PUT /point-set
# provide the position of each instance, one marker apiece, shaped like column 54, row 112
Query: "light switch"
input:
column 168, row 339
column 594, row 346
=-=-=
• _TÂCHE_: Reproduisez à l'identique toutes les lignes des items ci-dessus.

• _RÉSULTAT DE L'EXERCICE_:
PUT /point-set
# provide the position of each instance, one marker apiece, shaped like column 54, row 112
Query: "light switch"
input:
column 168, row 339
column 594, row 346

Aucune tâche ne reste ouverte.